**Фрагмент страницы:**
___
Прежде всего необходимо было поднять настроение носильщиков. Они испытали худшее, что можно только представить, и их следовало по-настоящему ободрить. Лучшим способом для этого являлось благословение ламы в Ронгбуке.

В ближайший день после возвращения всех в основной лагерь послали переводчика, Карма Поля, в Ронгбукский монастырь просить ламу благословить людей. Лама дал согласие, и в назначенный день ― 15 мая ― вся экспедиция, альпинисты, гурки и носильщики отправились за 6 километров вниз в долину за благословением, причем каждый человек пожертвовал в пользу ламы две рупии.

Когда все пришли в монастырь, носильщиков оставили в наружном дворе, альпинистов пригласили в приемную ламы, где для них была приготовлена пища; их угощали молодые ламы. После этого всех пришедших принял святой лама в присутствии двенадцати младших лам. Он восседал на алтаре в своем покое. Англичан усадили вдоль стены против ламы, в то время как носильщики заполнили средину комнаты.

По очереди англичане приближались к алтарю ламы, и он прикасался к голове каждого серебряным молитвенным кругом, который держал в левой руке. За ними последовали гурки и носильщики; они казались глубоко взволнованными этой простой церемонией. Потом лама обратился к носильщикам с короткой, но выразительной речью, в которой он ободрял их и советовал быть настойчивыми в достижении цели, обещая молиться за каждого из них. Почтение, с которым они входили к великому ламе и покидали его, красноречиво говорит, по словам Бруса, о том влиянии, какое на них имеет лама. Его молитвы и благословение сразу оживили их. И уже на обратном пути в основной лагерь они снова превратились в нормальных бодрых людей.
___
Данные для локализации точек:
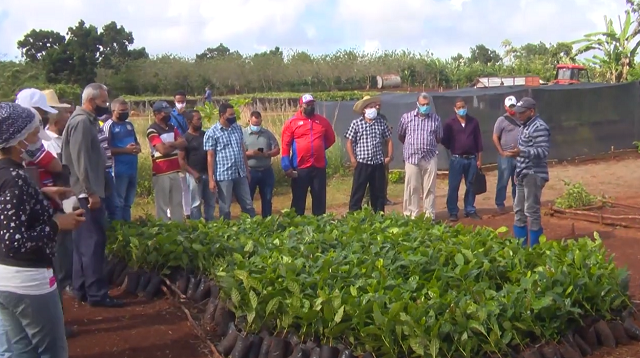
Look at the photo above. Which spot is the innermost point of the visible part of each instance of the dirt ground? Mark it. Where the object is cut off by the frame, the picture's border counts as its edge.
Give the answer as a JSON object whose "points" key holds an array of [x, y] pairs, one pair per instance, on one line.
{"points": [[157, 329]]}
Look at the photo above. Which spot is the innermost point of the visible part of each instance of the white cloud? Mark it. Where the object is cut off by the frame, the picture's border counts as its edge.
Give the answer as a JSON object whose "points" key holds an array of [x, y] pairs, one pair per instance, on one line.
{"points": [[187, 27]]}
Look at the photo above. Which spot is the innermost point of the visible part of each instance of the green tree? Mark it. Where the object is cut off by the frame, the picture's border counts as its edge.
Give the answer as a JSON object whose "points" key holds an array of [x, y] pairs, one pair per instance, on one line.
{"points": [[617, 49]]}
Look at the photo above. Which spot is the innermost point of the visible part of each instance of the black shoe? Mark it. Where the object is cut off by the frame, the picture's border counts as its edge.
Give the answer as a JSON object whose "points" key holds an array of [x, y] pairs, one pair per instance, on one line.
{"points": [[473, 216], [107, 303], [69, 332]]}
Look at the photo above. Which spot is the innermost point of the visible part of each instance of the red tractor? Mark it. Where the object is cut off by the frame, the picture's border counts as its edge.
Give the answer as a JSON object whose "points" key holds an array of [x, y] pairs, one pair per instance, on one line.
{"points": [[571, 74]]}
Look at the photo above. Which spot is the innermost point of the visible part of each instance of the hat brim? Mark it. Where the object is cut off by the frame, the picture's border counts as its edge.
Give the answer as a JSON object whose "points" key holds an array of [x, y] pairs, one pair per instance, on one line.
{"points": [[44, 135], [47, 108], [361, 104]]}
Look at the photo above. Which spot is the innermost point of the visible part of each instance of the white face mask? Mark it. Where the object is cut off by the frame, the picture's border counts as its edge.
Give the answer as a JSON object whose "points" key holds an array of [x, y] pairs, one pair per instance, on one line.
{"points": [[370, 113]]}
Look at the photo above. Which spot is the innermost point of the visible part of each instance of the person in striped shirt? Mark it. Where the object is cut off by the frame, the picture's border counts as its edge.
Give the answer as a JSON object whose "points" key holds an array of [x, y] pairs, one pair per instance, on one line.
{"points": [[532, 172]]}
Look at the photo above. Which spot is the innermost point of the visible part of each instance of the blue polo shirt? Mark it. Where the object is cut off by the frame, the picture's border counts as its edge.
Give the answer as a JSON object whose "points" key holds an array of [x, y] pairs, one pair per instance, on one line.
{"points": [[179, 122], [120, 135]]}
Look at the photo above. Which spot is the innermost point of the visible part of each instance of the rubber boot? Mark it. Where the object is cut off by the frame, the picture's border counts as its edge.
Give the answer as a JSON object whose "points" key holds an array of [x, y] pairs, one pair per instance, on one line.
{"points": [[534, 236], [520, 233]]}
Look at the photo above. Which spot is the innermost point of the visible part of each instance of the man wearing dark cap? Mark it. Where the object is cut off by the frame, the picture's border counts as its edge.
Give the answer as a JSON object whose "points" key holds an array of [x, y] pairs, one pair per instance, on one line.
{"points": [[305, 138], [532, 172], [165, 141]]}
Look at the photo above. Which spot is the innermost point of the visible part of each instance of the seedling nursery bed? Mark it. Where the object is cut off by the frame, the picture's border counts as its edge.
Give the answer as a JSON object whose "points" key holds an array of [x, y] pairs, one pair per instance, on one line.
{"points": [[368, 285], [606, 212]]}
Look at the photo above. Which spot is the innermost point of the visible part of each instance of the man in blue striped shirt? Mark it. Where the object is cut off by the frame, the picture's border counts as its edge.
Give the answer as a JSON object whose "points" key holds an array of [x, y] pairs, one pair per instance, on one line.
{"points": [[532, 172]]}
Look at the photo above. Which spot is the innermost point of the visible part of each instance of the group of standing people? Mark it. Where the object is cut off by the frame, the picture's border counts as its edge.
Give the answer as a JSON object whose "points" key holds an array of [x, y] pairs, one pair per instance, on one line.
{"points": [[521, 138]]}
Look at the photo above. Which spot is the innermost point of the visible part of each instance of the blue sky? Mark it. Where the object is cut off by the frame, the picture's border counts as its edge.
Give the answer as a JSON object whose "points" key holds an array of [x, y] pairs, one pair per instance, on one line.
{"points": [[444, 27]]}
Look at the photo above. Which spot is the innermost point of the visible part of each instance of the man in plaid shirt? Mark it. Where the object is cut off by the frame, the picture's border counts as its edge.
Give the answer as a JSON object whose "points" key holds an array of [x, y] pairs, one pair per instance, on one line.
{"points": [[365, 138], [229, 173]]}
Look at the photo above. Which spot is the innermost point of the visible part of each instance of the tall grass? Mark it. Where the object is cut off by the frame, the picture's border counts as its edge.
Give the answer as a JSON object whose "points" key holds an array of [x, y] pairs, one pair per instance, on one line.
{"points": [[273, 118]]}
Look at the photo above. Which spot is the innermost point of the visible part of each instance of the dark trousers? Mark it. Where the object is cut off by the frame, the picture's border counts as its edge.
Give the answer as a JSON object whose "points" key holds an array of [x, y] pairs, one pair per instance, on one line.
{"points": [[63, 261], [89, 244], [263, 180], [371, 178], [309, 179]]}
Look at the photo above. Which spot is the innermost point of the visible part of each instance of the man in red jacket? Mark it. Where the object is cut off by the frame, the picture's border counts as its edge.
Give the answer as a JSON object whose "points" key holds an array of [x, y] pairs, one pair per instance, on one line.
{"points": [[305, 138]]}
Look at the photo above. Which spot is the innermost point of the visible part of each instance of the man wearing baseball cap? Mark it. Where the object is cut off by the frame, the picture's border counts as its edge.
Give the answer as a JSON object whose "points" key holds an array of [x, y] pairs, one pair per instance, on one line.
{"points": [[305, 138], [505, 137], [532, 172]]}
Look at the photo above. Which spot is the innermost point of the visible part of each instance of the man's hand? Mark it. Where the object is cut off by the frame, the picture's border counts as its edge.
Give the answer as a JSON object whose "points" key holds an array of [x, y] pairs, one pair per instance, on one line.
{"points": [[57, 194], [94, 201], [514, 153]]}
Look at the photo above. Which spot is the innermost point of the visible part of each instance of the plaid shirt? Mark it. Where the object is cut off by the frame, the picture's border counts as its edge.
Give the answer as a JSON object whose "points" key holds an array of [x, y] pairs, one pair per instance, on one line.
{"points": [[367, 138], [227, 146], [421, 136]]}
___
**Что нужно сделать:** Отредактируйте отрывок текста о благословении в Ронгбуке от «Когда все пришли» до «заполнили средину комнаты.», заменив «наружном дворе» на «внешнем дворе». Эти данные взяты из другого источника.

**Результат выполнения:**
Когда все пришли в монастырь, носильщиков оставили в внешнем дворе, альпинистов пригласили в приемную ламы, где для них была приготовлена пища; их угощали молодые ламы. После этого всех пришедших принял святой лама в присутствии двенадцати младших лам. Он восседал на алтаре в своем покое. Англичан усадили вдоль стены против ламы, в то время как носильщики заполнили средину комнаты.